[Region pointing data]
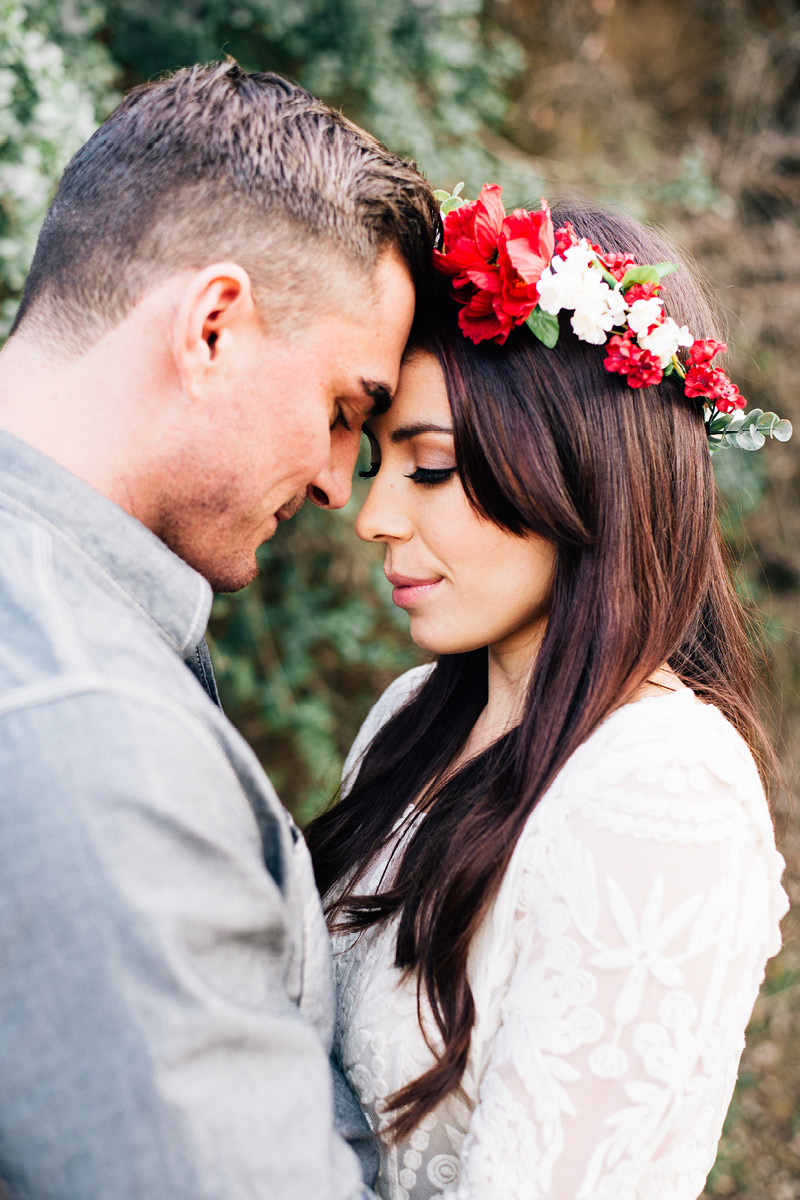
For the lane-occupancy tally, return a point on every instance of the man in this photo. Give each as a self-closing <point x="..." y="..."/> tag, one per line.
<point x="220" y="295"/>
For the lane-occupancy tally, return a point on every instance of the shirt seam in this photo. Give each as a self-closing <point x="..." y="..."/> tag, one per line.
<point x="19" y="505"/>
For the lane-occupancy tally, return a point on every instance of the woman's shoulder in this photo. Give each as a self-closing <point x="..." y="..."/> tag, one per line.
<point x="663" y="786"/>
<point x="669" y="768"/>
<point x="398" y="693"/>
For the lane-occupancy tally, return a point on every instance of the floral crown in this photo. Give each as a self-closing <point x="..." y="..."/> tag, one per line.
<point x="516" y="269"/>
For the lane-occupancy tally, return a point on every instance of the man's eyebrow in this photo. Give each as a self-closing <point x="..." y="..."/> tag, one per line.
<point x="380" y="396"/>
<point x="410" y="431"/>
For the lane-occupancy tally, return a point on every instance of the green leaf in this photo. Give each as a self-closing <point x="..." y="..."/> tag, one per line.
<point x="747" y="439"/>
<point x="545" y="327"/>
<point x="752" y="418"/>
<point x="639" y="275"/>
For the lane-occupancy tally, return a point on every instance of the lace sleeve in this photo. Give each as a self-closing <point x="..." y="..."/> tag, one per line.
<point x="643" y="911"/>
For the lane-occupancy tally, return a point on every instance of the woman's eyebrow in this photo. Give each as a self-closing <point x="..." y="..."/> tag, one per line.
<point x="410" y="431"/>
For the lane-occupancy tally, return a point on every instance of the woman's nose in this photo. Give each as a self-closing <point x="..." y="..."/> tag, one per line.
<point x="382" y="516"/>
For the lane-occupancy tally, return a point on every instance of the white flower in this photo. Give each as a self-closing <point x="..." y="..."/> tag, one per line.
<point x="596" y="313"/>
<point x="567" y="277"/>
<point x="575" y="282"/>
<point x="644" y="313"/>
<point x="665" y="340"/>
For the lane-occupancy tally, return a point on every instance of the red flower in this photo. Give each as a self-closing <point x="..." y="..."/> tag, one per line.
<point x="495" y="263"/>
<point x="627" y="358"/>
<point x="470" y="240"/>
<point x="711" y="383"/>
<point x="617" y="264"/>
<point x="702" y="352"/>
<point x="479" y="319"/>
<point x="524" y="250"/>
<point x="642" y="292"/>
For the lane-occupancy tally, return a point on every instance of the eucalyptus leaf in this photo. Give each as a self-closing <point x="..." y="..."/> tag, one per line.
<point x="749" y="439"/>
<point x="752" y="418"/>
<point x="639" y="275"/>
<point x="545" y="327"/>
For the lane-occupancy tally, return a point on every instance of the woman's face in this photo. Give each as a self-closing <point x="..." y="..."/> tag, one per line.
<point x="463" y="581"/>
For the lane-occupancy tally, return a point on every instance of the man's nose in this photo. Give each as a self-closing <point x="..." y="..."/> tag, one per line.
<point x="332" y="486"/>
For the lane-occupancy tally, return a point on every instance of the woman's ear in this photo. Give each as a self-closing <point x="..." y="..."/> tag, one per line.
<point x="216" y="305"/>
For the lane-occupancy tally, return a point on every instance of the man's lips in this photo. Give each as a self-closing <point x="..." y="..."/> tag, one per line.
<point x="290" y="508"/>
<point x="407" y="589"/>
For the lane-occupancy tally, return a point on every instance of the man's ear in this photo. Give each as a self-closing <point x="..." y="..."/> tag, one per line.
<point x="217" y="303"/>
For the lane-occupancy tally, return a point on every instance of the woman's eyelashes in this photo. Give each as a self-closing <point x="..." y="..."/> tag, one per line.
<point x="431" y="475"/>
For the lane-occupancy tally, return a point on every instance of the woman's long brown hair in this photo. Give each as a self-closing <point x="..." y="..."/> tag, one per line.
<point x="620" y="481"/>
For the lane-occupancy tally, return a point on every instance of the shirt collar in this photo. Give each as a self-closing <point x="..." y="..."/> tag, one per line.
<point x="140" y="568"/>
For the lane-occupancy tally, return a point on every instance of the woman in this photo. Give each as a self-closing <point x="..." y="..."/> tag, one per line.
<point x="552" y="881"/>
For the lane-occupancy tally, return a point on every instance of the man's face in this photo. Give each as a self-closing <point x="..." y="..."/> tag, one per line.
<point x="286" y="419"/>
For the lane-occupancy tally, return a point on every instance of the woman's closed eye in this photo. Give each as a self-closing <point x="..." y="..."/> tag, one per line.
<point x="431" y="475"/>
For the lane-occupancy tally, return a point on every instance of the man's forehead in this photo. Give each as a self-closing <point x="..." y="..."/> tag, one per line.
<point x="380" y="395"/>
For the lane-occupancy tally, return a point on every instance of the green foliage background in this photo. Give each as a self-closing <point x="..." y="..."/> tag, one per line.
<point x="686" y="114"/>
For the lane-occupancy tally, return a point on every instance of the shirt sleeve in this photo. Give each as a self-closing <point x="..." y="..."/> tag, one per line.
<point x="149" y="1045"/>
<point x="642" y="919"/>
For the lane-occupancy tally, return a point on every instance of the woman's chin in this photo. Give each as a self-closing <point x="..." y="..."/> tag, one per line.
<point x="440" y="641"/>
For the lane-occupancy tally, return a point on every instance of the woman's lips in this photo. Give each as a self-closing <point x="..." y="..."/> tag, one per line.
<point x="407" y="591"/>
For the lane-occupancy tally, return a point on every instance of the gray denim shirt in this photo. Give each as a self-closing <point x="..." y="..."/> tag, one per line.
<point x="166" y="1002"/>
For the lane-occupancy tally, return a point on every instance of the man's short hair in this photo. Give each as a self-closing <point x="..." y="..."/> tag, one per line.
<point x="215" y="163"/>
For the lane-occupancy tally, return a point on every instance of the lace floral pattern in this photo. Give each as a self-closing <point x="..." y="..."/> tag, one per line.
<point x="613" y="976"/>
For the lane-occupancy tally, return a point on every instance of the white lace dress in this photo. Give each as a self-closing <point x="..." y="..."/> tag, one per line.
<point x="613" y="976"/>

- _WORK INSTRUCTION_:
Return every entry of the data above verbatim, with no images included.

- _SOLUTION FOR THIS EXERCISE_:
For the lane-occupancy tally, return a point on every instance of the man in this photo. Give each as a self-closing <point x="..." y="..."/> tag, one per line.
<point x="220" y="295"/>
For the lane-occupancy tally, return a point on every instance of the shirt seam in this photo. Give each as a self-closing <point x="..." y="..."/> tag, one per line.
<point x="19" y="505"/>
For the lane-occupancy tally, return a point on every instance of the woman's shoulder in this photo. Give each as a self-closing <point x="..." y="..."/> tag, one per line.
<point x="663" y="786"/>
<point x="669" y="768"/>
<point x="398" y="693"/>
For the lane-occupancy tally, return a point on every instance of the floral crown in this photo. Give each as a self-closing <point x="..." y="..."/> tag, one per line.
<point x="516" y="269"/>
For the lane-occupancy tally, return a point on every instance of the man's eyebrow in this photo. Give each as a self-closing <point x="..." y="..."/> tag, one per line.
<point x="380" y="396"/>
<point x="410" y="431"/>
For the lane-occupancy tally, return a point on every instance of the green leaf in this photo. Give each as a self-closing <point x="..." y="..."/> tag, one per line.
<point x="747" y="439"/>
<point x="545" y="327"/>
<point x="752" y="418"/>
<point x="639" y="275"/>
For the lane-occupancy tally, return a point on every instance of the lace sleeve in this photo. Give each as a self-closing <point x="..." y="..."/> tag, one per line.
<point x="643" y="911"/>
For the lane-occupancy tally, return a point on every instance of the woman's eyebrow in this photo. Give each as a self-closing <point x="..." y="..."/> tag, one per line.
<point x="410" y="431"/>
For the lane-occupancy tally, return a point on every instance of the woman's nose in this photo. Give each as a self-closing <point x="..." y="..."/> tag, one per line.
<point x="382" y="516"/>
For the lane-occupancy tally, return a point on every instance of the white flower in this photo. Give each as a self-closing <point x="..." y="..."/> tag, one per line.
<point x="596" y="313"/>
<point x="567" y="277"/>
<point x="575" y="282"/>
<point x="644" y="313"/>
<point x="665" y="340"/>
For the lane-occupancy tally, return a point on every instance of the red flower in this photo. Give each as a self-closing <point x="..." y="..."/> tag, one per line.
<point x="495" y="263"/>
<point x="627" y="358"/>
<point x="470" y="240"/>
<point x="711" y="383"/>
<point x="617" y="264"/>
<point x="702" y="352"/>
<point x="479" y="319"/>
<point x="524" y="250"/>
<point x="642" y="292"/>
For the lane-occupancy tally, return a point on every instance of the eucalyptus leaf in this photo. Give each as a self-closing <point x="..." y="..."/> tag, one per line.
<point x="749" y="439"/>
<point x="752" y="418"/>
<point x="639" y="275"/>
<point x="545" y="327"/>
For the lane-occupancy tally, return a point on every instance of the woman's face in this photo. Give each as a self-closing <point x="..." y="..."/> tag, one per line.
<point x="463" y="581"/>
For the lane-occupancy tally, return a point on every instance of the man's nose in this photo. Give each as a self-closing <point x="..." y="..."/> tag, one per line.
<point x="332" y="486"/>
For the lane-occupancy tally, return a point on every instance of the woman's ear in this photo. Give each as a self-closing <point x="..." y="..."/> tag, one per line.
<point x="216" y="305"/>
For the lane-occupancy tally, return a point on every instance of the man's lips in this photo. Give each as a self-closing <point x="..." y="..."/> tag, one per line.
<point x="290" y="508"/>
<point x="407" y="589"/>
For the lane-occupancy tally, return a point on every instance of the man's ear in this photo. Give each as a self-closing <point x="..." y="..."/> tag, one per line.
<point x="217" y="303"/>
For the lane-occupancy tally, return a point on every instance of the woman's eyelashes in this photo. Give each as a self-closing <point x="..." y="..."/> tag, one per line.
<point x="431" y="475"/>
For the lane-occupancy tally, return a point on every instance of the woman's long brown hair in this photo. Give each as a self-closing <point x="..." y="..."/> tag, one per line.
<point x="620" y="481"/>
For the lane-occupancy tally, return a point on every instance of the shirt collar in this photo. Give each as a self-closing <point x="..." y="..."/> tag, one per line.
<point x="140" y="568"/>
For the lane-occupancy tally, return a point on every instance of the woman in this photo. Give each as a self-closing <point x="..." y="..."/> tag, one per line.
<point x="552" y="881"/>
For the lane-occupancy tally, return a point on every instance of the man's face in this photo. Give each as a self-closing <point x="..." y="..."/> tag, one per line.
<point x="286" y="419"/>
For the lane-occupancy tally, return a point on every instance of the woman's closed eye in this photo. Give each as a self-closing <point x="..." y="..."/> tag, one per line.
<point x="431" y="475"/>
For the lane-occupancy tally, return a point on every instance of the man's forehead in this photo. Give each as a self-closing <point x="..." y="..."/> tag, one per line.
<point x="380" y="395"/>
For the lane-occupancy tally, return a point on every instance of the green foliage background in this photo. Give each as a self-closing <point x="..." y="..."/> tag, one per line.
<point x="686" y="114"/>
For the lane-occupancy tally, return a point on every instance of the shirt sleeve in this photo. Give each as a self-closing <point x="..." y="..."/> tag, one per line.
<point x="149" y="1045"/>
<point x="642" y="919"/>
For the lane-occupancy tally, return a point on every instance of the woman's chin in this photo. Give each as a self-closing <point x="..." y="..."/> tag, one per line.
<point x="440" y="641"/>
For the lane-occupancy tally, return a point on every instance of the woman's lips in this photo. Give each as a self-closing <point x="..." y="..."/> tag, one per line.
<point x="407" y="591"/>
For the lane-occupancy tally, return a point on every instance of the gray denim shirt in this photo. Give each as a self-closing <point x="..." y="..."/> tag, one per line.
<point x="166" y="1002"/>
For the lane-occupancy tally, return a point on every instance of the man's short hair in this photo. Give each as a self-closing <point x="..." y="..."/> tag, one per line.
<point x="215" y="163"/>
For the lane-occupancy tally, return a point on every instance of the lace floral pattern in this photo. Give each as a self-closing <point x="..." y="..."/> tag, one per line.
<point x="613" y="976"/>
For the lane-occupancy tally, return a point on every instance of the white lace dress in this photo. Give each as a self-closing <point x="..." y="..."/> tag, one per line.
<point x="613" y="976"/>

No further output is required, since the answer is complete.